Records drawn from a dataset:
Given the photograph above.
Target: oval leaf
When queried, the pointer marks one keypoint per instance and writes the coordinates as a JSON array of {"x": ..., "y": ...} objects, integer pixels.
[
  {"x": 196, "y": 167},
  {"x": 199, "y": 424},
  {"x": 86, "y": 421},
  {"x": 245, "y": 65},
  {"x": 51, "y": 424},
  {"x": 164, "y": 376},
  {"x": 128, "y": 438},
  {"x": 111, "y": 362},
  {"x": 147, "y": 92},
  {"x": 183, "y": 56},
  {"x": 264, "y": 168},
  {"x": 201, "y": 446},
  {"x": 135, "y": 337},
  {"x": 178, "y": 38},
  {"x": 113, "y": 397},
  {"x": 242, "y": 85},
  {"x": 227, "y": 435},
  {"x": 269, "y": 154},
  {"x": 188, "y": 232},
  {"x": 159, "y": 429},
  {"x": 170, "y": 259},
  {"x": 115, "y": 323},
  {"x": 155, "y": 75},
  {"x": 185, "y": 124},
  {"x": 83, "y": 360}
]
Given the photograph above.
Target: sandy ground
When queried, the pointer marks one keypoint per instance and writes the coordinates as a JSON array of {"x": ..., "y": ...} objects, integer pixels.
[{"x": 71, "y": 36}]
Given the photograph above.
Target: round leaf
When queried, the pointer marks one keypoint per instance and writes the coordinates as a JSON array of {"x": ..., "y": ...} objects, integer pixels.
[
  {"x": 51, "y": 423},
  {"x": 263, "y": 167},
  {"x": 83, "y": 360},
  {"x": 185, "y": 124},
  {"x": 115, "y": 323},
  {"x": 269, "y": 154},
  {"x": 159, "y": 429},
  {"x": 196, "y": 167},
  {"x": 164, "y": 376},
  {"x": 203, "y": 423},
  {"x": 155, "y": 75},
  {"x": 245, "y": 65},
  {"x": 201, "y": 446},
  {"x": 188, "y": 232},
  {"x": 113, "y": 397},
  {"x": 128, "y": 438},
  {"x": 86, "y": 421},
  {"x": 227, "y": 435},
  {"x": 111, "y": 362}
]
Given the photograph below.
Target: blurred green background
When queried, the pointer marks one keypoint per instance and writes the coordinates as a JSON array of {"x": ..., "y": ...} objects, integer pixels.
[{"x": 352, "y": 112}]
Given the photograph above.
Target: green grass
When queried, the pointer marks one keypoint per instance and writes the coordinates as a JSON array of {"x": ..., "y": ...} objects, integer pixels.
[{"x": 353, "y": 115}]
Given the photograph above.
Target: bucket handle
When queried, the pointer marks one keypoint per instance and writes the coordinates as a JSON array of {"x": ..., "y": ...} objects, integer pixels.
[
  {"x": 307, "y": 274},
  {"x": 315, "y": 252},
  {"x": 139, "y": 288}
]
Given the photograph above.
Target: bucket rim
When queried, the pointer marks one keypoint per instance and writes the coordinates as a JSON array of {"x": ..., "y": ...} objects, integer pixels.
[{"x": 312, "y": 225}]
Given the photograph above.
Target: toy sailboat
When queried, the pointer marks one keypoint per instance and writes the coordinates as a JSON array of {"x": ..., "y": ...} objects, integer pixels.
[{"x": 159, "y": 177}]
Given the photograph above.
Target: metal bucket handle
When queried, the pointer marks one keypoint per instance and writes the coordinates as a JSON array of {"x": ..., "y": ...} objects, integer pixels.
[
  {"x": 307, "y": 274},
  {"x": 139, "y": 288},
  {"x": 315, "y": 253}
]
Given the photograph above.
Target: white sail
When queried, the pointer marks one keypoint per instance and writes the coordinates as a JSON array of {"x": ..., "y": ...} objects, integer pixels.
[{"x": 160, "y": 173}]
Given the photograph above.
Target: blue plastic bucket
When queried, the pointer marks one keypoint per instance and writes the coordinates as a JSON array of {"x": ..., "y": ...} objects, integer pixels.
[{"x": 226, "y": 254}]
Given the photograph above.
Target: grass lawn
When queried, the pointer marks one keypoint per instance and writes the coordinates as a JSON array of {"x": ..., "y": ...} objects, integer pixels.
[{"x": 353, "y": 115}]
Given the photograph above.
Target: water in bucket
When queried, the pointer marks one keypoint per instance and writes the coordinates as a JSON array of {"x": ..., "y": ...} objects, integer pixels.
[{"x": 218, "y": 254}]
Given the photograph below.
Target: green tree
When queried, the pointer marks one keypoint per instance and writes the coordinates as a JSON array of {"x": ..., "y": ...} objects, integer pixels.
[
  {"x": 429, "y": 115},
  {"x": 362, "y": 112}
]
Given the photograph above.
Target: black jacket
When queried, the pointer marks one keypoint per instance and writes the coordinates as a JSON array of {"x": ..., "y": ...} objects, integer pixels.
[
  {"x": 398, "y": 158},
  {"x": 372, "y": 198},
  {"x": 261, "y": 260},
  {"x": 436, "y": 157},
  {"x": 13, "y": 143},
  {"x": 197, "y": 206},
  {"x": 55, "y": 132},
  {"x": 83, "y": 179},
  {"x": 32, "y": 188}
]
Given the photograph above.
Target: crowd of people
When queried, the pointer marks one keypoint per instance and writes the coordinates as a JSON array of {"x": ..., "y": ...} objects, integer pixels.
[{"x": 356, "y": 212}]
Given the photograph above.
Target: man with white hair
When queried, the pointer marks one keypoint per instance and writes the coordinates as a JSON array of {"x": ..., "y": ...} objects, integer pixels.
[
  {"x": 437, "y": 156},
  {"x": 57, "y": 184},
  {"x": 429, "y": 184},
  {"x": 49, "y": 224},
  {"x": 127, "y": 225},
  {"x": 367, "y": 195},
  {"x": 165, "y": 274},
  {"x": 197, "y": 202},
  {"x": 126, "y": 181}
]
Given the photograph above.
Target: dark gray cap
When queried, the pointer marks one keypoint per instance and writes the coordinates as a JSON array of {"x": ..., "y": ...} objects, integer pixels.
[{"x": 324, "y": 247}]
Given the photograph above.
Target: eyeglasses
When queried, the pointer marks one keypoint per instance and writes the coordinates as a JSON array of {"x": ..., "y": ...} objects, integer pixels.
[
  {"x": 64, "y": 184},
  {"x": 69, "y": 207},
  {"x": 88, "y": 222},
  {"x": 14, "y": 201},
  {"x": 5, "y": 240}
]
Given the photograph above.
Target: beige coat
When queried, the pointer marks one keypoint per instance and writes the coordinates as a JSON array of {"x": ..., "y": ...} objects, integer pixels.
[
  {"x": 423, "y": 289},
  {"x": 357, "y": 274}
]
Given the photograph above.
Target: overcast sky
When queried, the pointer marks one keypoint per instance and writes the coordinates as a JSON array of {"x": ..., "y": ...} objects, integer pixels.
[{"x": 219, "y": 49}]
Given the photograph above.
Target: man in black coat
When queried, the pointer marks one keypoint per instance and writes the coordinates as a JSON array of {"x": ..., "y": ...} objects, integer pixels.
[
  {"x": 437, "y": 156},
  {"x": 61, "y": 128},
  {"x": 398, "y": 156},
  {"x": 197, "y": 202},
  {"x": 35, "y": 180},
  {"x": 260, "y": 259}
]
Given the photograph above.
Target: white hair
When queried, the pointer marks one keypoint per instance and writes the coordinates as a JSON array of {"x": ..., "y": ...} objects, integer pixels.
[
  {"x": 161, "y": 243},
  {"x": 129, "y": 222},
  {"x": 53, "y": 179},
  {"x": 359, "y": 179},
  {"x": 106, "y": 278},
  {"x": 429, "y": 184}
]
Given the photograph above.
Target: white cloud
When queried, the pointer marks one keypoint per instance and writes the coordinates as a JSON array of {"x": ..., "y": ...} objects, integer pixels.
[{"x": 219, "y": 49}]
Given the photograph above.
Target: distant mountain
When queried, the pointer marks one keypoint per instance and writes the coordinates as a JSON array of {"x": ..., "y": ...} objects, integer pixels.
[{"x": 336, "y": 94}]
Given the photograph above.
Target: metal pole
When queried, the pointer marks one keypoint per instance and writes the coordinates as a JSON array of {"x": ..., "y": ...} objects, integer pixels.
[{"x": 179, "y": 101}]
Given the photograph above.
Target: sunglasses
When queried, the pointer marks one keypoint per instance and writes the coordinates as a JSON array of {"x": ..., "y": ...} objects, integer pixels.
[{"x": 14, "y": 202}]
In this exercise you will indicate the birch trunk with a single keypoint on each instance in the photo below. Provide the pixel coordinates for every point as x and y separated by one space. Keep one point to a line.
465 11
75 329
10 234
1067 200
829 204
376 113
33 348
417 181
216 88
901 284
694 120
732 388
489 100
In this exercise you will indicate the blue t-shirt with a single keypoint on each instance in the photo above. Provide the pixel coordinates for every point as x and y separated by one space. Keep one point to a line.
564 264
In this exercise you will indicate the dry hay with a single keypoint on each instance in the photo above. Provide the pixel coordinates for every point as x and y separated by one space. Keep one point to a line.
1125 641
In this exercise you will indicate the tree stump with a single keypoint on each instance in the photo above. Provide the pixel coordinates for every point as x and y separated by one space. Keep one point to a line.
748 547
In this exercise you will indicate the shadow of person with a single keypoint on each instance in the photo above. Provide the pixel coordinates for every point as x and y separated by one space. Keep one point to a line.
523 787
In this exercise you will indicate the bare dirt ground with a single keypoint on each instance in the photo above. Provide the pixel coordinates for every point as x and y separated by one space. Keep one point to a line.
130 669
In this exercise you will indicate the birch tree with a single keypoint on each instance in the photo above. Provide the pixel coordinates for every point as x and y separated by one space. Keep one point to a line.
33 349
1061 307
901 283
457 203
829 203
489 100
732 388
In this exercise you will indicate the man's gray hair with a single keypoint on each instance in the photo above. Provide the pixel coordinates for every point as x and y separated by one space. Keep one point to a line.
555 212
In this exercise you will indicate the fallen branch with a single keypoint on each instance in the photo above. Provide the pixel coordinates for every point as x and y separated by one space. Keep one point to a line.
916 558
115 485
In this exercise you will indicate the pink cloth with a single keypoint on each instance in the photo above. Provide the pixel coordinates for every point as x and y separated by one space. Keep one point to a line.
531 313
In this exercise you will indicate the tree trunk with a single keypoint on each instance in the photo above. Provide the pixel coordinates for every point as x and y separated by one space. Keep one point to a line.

What is expected | Could you state how many lines in the entries contain the word "green"? Reply with nothing but the number.

Expected answer | 3